··· Given information ···

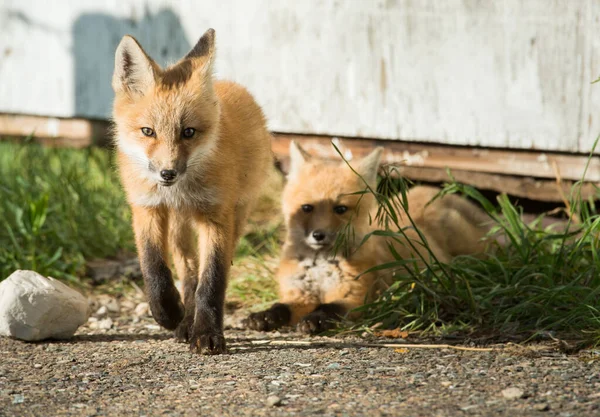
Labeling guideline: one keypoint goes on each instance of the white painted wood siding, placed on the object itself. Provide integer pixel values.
(512, 73)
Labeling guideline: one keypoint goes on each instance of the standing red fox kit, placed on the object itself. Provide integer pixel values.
(192, 154)
(318, 201)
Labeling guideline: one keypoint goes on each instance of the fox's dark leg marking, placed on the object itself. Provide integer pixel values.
(207, 332)
(162, 295)
(322, 318)
(277, 316)
(190, 284)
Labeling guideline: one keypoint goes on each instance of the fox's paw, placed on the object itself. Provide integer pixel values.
(207, 343)
(184, 330)
(316, 322)
(271, 319)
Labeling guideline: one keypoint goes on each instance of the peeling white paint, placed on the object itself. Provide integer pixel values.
(515, 73)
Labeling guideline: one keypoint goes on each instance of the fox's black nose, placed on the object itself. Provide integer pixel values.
(168, 174)
(318, 235)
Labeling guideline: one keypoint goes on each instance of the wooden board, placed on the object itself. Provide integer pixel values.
(516, 163)
(523, 174)
(502, 74)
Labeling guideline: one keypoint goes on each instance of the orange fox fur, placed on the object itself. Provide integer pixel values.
(192, 154)
(316, 288)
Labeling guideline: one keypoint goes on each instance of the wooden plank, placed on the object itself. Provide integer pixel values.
(55, 131)
(516, 173)
(493, 161)
(504, 74)
(519, 186)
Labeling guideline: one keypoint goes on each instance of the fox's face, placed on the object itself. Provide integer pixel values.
(166, 120)
(320, 198)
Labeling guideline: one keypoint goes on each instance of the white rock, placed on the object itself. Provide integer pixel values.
(101, 312)
(33, 307)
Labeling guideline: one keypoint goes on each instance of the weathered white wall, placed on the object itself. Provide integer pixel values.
(512, 73)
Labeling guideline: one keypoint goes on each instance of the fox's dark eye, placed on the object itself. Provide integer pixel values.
(307, 208)
(188, 132)
(147, 131)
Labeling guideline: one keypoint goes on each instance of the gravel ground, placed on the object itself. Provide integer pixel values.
(122, 364)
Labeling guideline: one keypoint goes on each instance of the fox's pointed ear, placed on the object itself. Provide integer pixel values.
(134, 69)
(298, 157)
(368, 166)
(205, 47)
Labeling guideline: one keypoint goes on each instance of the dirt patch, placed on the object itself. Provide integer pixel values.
(135, 368)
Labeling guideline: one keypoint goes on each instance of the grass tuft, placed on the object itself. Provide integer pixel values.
(59, 207)
(531, 281)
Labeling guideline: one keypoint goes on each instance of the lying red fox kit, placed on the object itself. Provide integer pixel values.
(192, 154)
(315, 288)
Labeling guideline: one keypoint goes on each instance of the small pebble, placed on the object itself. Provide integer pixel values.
(141, 310)
(541, 407)
(113, 306)
(273, 401)
(104, 324)
(512, 393)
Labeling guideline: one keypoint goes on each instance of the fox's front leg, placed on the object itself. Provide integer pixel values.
(216, 249)
(184, 250)
(150, 227)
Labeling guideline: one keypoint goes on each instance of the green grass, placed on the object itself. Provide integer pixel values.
(539, 281)
(59, 207)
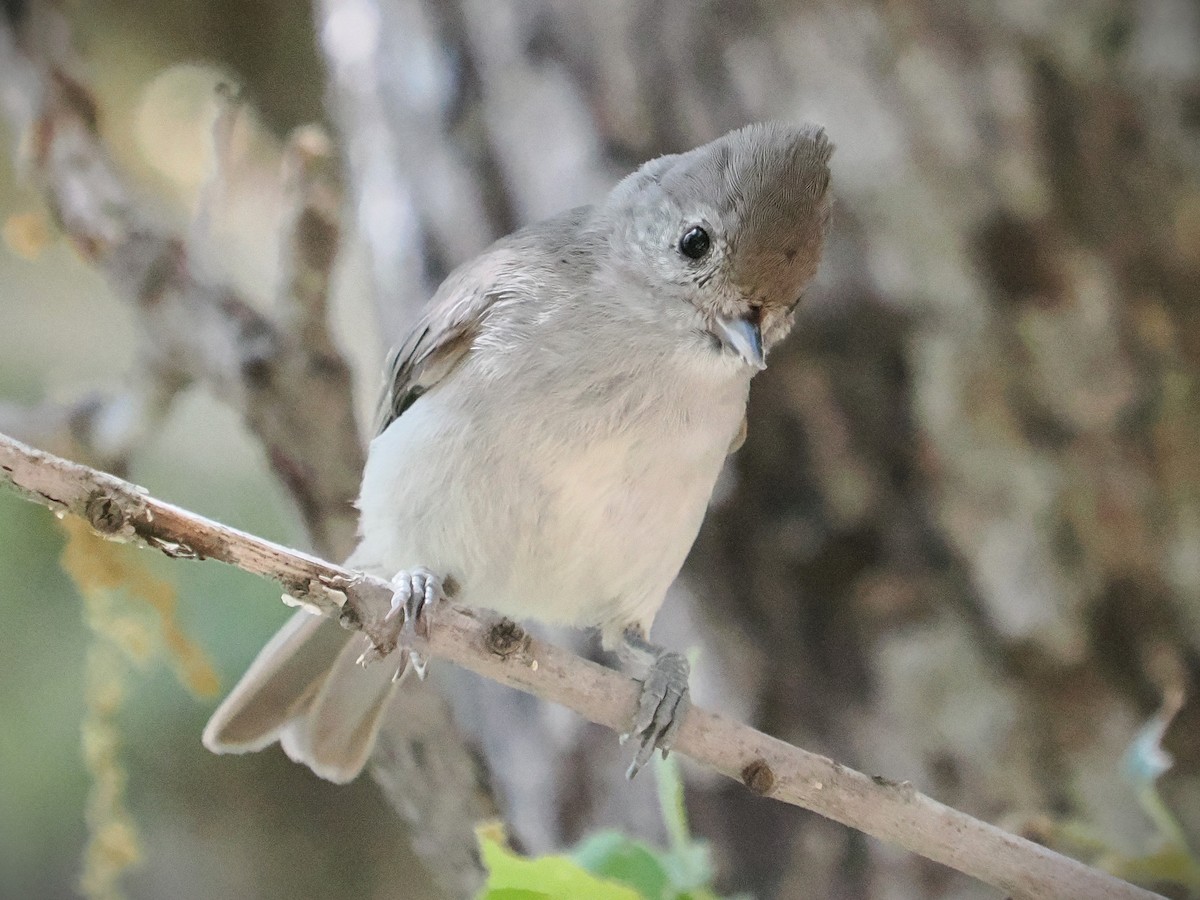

···

*Instructions for the task*:
Determine how many lines in the entries above contain the word "wooden", treating uppercase and lowercase as different. Reply with the number alone.

*Task solution*:
2